▸ **PAGE TEXT**:
Just got back in time to catch the end of the first set, really like Muguruza as a player but Williams is in the mood



Rhys said:


> Machines on a bit of a slant isn't it? EK looks nice and the machine looks good now it's all finished with its matching orange stickers





risky said:


> I belive the machine is probably horizontal, it's to compensate for the market stall being shoogly


Yep, the board with the machine on it is totally level (had a spirit level out to check). Took what I thought was plenty of wood to level the stall itself but the left side is at least six inches below the right so can either just live with it like that or i'll need to take a couple of bricks next time



urbanbumpkin said:


> Fantastic Jeebsy. Do you sell beans as well? I reckon it would make a nice side line.


  IMAG2046 by wjheenan, on Flickr

Yep - on the left. Sold two bags today.

Almost my busiest day today but it was a total breeze, had to reprogramme volumetrics two or three times but it was drifting by marginal amounts. Really happy with the consistency which is the main thing I was wanting to improve.

Got some really nice comments from people, made a couple who said they hadn't been into coffee that long espressos on the EK and they loved it, had a great chat with them. Another girl said it was the nicest flat white she'd ever had.

As much as i'd love to rotate beans and do different stuff, the yirg is a total crowdpleaser.


----------



## Mrboots2u

Well done mate ..another great day by the sounds of it ...a day will come when you have to change the yirg , until them stick with a winner


----------



## jeebsy

The french guy on the stall next to me doesn't like the yirg much, he finds it really acidic and it's become a bit of a running joke. He's really into his wine though so he has a good palette and it's interesting talking to him about it. I took him some of the El Sal IMM to try and he said it was smoother but still a bit too acidic for him. Might need to get a couple of shots worth of Brighton Lanes for him to try.

▸ **TASK BRIEF**: Copy the stretch of the coffee stall thread from "Yep - on the" through "a total crowdpleaser.".

▸ **Region annotation records**:
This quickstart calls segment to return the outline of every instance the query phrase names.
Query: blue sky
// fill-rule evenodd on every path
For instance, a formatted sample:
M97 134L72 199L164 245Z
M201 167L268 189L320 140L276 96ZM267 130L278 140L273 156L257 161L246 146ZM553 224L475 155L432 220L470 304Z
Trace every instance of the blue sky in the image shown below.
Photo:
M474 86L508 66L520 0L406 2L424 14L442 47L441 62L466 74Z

▸ **THE REPLY**:
Yep - on the left. Sold two bags today.

Almost my busiest day today but it was a total breeze, had to reprogramme volumetrics two or three times but it was drifting by marginal amounts. Really happy with the consistency which is the main thing I was wanting to improve.

Got some really nice comments from people, made a couple who said they hadn't been into coffee that long espressos on the EK and they loved it, had a great chat with them. Another girl said it was the nicest flat white she'd ever had.

As much as i'd love to rotate beans and do different stuff, the yirg is a total crowdpleaser.